> _SELECTED TEXT_:
.....

Another unintended consequence of enabled student agency is the potential for inequity, particularly when some students have had limited prior opportunities to contribute to decisions about their own learning. This means that different individuals and student groups, especially those from socio-economically disadvantaged backgrounds, will need additional support and guidance from teachers and schools to develop the knowledge, skills and dispositions to make best use of agency (OECD, 2019[39]).
Lessons from student agency initiatives are:
policies that promote and enable learner and professional autonomy and flexibility need to go hand-in-hand at school and system levels;
curriculum structure needs to be sufficiently flexible to avoid locking in specific topics, resources or contexts and open up how students can engage in meaningful, relevant and engaging learning experiences;
students need insights into the scope and depth of various modes of teaching and learning available to them, with monitoring processes to ensure equity of access and opportunity.
One of the most common unexpected consequences for countries and jurisdictions introducing student choice, student voice or student agency is caused when a clear distinction is not made between these ways of engaging learners. In addition to understanding and using the appropriate terminology, countries and jurisdictions must:
specify the scope and limitations of autonomy, and ensure this is communicated to all stakeholders;
recognise the implications for schools in terms of organisational change, and ensure that measures are taken to support the autonomy learners are granted;
monitor how students use their autonomy, to identify and rectify equity and/or access issues.
EdTech industry
One intention of curriculum flexibility and autonomy is to encourage innovation in response to student needs, local contexts and emerging areas of learning. However, without the right incentives, future directions or a well-established conceptual framework for learning and well-being, EdTech might replicate digital versions of current issues with education systems. It is important to transform EdTech towards the aims set out in the OECD Learning Compass, such as valuing and supporting agency and well-being, instead of simply amplifying learning and teaching practices such as “preparing for the test”.

.....

> _EXTRACTED ENTRIES_:
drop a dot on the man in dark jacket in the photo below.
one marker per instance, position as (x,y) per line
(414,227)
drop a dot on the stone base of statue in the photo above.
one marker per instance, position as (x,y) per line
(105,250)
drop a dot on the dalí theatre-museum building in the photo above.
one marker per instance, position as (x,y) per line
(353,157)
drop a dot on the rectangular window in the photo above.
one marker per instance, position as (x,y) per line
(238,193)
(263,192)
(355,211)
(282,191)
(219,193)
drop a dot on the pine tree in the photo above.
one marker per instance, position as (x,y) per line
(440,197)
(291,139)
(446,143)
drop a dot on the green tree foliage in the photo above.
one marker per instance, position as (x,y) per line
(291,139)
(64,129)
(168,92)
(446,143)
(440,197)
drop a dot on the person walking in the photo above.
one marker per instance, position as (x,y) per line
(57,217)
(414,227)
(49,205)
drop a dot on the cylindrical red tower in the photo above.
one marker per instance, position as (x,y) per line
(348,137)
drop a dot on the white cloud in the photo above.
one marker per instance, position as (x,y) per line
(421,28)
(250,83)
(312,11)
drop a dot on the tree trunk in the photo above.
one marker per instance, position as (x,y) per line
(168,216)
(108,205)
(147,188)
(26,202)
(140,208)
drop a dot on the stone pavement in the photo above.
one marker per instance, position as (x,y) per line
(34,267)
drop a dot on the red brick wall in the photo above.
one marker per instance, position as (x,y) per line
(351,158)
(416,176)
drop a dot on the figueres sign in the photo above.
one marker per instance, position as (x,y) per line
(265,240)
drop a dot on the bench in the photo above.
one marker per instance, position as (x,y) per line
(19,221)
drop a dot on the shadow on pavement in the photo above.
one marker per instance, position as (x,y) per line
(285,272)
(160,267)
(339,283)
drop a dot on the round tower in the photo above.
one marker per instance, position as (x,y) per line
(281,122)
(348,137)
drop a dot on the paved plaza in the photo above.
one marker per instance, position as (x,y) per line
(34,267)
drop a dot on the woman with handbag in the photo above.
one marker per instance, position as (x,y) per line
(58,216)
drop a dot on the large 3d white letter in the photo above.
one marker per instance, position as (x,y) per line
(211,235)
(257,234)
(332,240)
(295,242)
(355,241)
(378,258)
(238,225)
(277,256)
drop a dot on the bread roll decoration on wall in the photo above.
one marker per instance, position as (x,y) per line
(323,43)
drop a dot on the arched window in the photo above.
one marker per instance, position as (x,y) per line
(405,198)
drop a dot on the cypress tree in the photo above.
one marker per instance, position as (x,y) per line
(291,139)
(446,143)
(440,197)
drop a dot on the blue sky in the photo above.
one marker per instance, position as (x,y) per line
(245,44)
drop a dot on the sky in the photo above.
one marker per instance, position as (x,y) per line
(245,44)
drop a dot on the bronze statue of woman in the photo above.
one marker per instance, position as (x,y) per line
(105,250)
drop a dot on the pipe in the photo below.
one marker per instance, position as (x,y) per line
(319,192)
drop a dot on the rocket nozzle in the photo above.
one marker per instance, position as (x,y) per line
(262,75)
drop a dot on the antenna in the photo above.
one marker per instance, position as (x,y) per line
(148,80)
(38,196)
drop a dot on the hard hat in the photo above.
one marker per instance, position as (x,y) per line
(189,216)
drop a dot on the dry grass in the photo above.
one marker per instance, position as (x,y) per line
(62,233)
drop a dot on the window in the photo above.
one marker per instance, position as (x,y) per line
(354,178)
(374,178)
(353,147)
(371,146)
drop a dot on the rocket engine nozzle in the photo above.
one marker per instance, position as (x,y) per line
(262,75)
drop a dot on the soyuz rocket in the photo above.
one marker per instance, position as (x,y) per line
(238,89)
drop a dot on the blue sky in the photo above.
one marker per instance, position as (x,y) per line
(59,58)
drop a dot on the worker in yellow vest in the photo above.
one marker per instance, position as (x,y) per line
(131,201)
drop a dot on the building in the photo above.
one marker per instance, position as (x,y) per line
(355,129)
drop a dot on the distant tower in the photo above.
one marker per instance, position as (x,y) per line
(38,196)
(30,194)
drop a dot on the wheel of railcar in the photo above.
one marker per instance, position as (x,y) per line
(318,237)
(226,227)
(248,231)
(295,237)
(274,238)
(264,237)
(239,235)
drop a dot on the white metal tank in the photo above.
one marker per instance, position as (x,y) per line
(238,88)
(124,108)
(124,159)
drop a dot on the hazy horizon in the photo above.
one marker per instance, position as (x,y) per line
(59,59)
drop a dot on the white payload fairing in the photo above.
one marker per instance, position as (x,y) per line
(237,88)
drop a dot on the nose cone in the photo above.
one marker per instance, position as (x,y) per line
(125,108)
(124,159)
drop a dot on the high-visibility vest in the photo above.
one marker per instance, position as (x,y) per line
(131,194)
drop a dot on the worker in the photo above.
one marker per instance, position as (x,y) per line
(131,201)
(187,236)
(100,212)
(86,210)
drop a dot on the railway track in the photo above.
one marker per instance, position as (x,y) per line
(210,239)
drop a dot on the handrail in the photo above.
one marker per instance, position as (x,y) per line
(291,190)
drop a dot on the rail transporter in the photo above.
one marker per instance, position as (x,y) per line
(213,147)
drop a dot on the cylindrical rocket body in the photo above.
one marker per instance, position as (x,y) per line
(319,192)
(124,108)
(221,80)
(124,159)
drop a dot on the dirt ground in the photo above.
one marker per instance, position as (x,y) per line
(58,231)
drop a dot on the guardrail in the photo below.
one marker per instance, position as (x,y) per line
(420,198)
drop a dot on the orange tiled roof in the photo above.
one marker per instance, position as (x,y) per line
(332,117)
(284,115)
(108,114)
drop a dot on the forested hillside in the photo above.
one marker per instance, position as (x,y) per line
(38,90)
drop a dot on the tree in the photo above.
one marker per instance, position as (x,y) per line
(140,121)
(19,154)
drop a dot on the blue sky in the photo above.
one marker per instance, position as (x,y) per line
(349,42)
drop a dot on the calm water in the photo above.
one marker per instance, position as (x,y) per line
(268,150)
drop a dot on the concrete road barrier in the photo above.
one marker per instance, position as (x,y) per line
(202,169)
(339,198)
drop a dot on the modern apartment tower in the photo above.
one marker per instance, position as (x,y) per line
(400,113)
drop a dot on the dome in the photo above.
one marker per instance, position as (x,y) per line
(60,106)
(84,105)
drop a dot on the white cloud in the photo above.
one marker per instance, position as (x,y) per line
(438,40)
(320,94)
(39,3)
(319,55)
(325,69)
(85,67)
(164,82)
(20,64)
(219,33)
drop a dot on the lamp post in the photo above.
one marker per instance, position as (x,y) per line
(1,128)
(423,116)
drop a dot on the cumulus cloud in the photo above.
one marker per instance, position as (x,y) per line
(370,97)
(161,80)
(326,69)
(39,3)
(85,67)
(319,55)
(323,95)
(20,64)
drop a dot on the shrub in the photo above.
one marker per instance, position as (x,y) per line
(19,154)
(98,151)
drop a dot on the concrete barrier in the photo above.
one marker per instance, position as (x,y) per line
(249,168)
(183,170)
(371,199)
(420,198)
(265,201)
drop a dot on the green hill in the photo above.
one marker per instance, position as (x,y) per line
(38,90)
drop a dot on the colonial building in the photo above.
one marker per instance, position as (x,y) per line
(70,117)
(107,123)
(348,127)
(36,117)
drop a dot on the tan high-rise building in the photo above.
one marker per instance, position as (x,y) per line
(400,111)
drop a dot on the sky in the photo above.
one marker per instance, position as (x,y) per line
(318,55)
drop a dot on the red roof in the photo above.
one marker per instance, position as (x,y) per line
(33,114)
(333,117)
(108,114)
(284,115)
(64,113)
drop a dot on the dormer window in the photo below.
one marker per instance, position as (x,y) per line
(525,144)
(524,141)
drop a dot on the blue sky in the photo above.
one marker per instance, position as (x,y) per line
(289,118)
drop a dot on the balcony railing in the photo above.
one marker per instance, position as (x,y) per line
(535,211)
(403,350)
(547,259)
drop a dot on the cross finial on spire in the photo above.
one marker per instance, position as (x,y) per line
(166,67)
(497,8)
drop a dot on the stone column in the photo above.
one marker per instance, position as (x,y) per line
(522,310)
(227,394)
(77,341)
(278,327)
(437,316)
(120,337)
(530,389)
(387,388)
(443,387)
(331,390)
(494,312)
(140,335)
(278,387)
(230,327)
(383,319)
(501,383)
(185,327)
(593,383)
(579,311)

.....

> _WHAT IS EXPECTED_: Continue the passage on curriculum flexibility, student agency, and EdTech from its last sentence.

> _TASK RESULT_:
Box 4.9. Ensuring inclusive and flexible education for students with disabilities via technologies
The United Robotics Group (URG) focuses on improving education for young students with autism and hospitalised children by prioritising inclusivity and equality. With the introduction of the NAO humanoid robot, the URG demonstrates how robotics can promote well-being and create a supportive space for diverse learners. Through the HERO Solution program in Italy and the Ask NAO Tablet program in France, the use of NAO is exemplified in enhancing self-expression, exercise participation and interactive communication.
Supporting children with autism
The HERO Solution programme, utilising SoftBank Robotics' NAO robot, plays a vital role in supporting children with autism. By incorporating robotics into education, the programme positively impacts children with autism, as they can find robots less visually overwhelming than interacting with humans, potentially leading to improved communications. As a therapeutic mediator, NAO fosters connections and creates a safe environment for self-expression, providing comfort and reassurance to these children. Specialised schools have developed programmes that enable autistic children to use the robot as a means of expression, encouraging creative communication and promoting emotional well-being. Through interactive exercises and guidance from NAO, children gain confidence, develop motor skills, and take risks in a non-threatening setting, empowering them to actively engage in their own development.
Supporting hospitalised children
The Ask NAO Tablet programme in France addresses the challenge of connectivity and inclusivity for hospitalised children. By utilising the NAO robot as a physical presence in the classroom on behalf of the hospitalised child, the programme creates an inclusive learning environment and ensures that children undergoing medical treatment stay connected with their peers and educational experiences. Tablets connect participants to NAO's visual and auditory interfaces, enabling interactive communication and engagement. Through the robot's eyes and movements, the child can actively participate in classroom activities, both academically and socially, ensuring they remain engaged with their studies and connected to their school community. This innovative approach highlights the importance of well-being alongside academic progress, ensuring that hospitalised children do not miss out on essential educational experiences. NAO acts as an avatar, promoting involvement and equality in the educational experience, allowing every child, regardless of their abilities or circumstances, to learn and thrive academically.
URG believes in the potential of robotics to transform education into more inclusive and student-centred learning. By collaborating with educators, specialists and other stakeholders, technology can be a catalyst for positive change. Through humanoid robots like NAO, educational institutions can pave the way for a more inclusive and equitable future for students with autism and other diverse learning needs. Thus, students can freely express themselves, participate in exercises, and engage in interactive communication. The URG's initiatives in Italy and France showcase the potential of robotics to transform education by prioritising inclusivity and equality, ultimately fostering a nurturing and supportive learning environment for all students.
Source: The OECD Future of Education and Skills 2030. Focus Group 2B (France). Emile Kroëger (United Group Robotics).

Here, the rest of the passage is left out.